Given request —
Please rescale the x and y coordinates in the answers by 1.35, rounding each to a whole number with halves going up, and give back every line from the one holding "Could you spot the wheel arch" through the end of the records, inclusive, requests and all. Leave the requests and their format samples untouched, and return only those lines.

Input material —

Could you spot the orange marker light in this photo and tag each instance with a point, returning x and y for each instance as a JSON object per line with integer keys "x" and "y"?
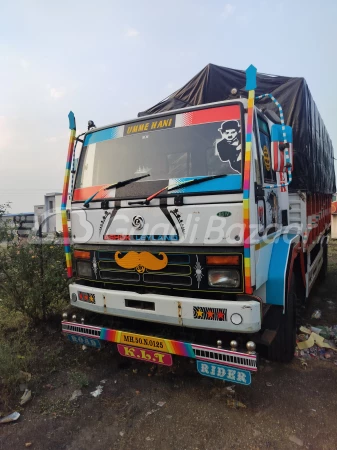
{"x": 223, "y": 260}
{"x": 80, "y": 254}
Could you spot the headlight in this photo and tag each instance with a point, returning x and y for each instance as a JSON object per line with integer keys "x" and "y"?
{"x": 84, "y": 269}
{"x": 224, "y": 278}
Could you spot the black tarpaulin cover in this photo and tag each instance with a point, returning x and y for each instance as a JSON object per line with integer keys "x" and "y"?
{"x": 313, "y": 151}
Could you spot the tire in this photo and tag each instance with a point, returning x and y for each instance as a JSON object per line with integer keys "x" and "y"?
{"x": 282, "y": 348}
{"x": 324, "y": 269}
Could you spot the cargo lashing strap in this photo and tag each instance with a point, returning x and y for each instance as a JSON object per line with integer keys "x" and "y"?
{"x": 286, "y": 152}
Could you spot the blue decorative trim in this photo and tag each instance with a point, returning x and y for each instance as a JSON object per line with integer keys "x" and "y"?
{"x": 277, "y": 133}
{"x": 72, "y": 123}
{"x": 102, "y": 135}
{"x": 277, "y": 274}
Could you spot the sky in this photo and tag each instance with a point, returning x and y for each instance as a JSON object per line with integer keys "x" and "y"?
{"x": 108, "y": 60}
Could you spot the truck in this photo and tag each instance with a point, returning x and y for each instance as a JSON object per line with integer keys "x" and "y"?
{"x": 199, "y": 228}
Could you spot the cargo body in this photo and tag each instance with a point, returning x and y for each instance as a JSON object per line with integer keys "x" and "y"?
{"x": 204, "y": 249}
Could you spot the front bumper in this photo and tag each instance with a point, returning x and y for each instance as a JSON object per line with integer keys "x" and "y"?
{"x": 86, "y": 334}
{"x": 225, "y": 315}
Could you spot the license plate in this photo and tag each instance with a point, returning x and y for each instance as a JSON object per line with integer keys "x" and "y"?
{"x": 139, "y": 340}
{"x": 84, "y": 341}
{"x": 224, "y": 373}
{"x": 145, "y": 355}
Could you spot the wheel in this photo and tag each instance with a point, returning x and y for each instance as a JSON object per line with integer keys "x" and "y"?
{"x": 282, "y": 348}
{"x": 324, "y": 269}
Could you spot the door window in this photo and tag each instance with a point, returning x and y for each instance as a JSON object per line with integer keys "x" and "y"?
{"x": 265, "y": 142}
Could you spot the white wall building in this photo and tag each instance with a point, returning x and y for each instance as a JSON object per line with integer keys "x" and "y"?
{"x": 49, "y": 214}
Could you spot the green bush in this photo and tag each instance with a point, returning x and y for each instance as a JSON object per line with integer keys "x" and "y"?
{"x": 33, "y": 279}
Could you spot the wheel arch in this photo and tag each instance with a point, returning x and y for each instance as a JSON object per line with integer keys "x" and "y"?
{"x": 284, "y": 263}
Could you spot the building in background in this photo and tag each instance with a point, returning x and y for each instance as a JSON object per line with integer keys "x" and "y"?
{"x": 23, "y": 223}
{"x": 38, "y": 216}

Complete response —
Could you spot the wheel arch in this photo and tag each instance with a point, returning x and y for each instance as a JSON object per line with integer keys "x" and "y"?
{"x": 383, "y": 355}
Could you spot the building in background in this photo and tag each instance with a point, returning x and y for each instance as a JSON object per line with integer keys "x" and "y"?
{"x": 31, "y": 301}
{"x": 51, "y": 292}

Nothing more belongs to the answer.